• **READING TEXT**:
◇ ◇ ◇ ◇ ◇ ◇ ◇

The story of how Rod Stewart went multi-platinum with a batch of dusty pop standards says a lot about how music will be sold in the coming years…

ROD WITH WITH LOU REED AT LAST MONTHS PRE-GRAMMY PARTY

It was Stewart’s idea to revive songs like George and Ira Gershwin’s ‘They Can’t Take That Away From Me’ and Cole Porter’s ‘Every Time We Say Goodbye’. The shaggy-haired singer, who started as a brash hard rocker and ventured into disco, was ready for yet another dramatic change. At 58, he was badly in need of a hit, having released several mediocre sellers in the 1990’s.

Stewart offered the project to Warner Brothers but was turned down. But Clive Davis, head of J Records and a longtime musical impresario with an uncanny ear for hit records, was interested, though only if Stewart agreed to re-record the tunes, making his raspy voice more prominent in the mix.

◇ ◇ ◇ ◇ ◇ ◇ ◇

• **SUPPLIED MATERIAL**:
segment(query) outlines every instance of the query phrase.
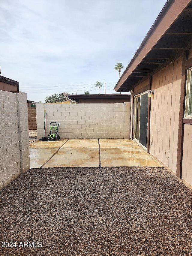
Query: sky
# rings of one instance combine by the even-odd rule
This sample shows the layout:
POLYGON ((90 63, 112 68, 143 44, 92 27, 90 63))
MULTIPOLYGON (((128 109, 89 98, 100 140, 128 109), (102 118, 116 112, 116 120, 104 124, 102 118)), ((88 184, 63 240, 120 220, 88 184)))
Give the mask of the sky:
POLYGON ((122 73, 166 0, 0 0, 1 75, 27 99, 117 93, 122 73))

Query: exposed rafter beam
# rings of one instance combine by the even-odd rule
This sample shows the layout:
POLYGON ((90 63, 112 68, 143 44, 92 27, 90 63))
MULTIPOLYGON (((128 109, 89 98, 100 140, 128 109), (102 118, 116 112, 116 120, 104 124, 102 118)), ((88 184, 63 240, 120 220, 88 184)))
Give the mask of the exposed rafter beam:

◇ ◇ ◇ ◇ ◇ ◇ ◇

• **DO THIS**:
Print the stretch of the Rod Stewart article from "Stewart offered the" through "in the mix.". The listing has nothing to do with the article on Rod Stewart.

• **ANSWER TO THE TASK**:
Stewart offered the project to Warner Brothers but was turned down. But Clive Davis, head of J Records and a longtime musical impresario with an uncanny ear for hit records, was interested, though only if Stewart agreed to re-record the tunes, making his raspy voice more prominent in the mix.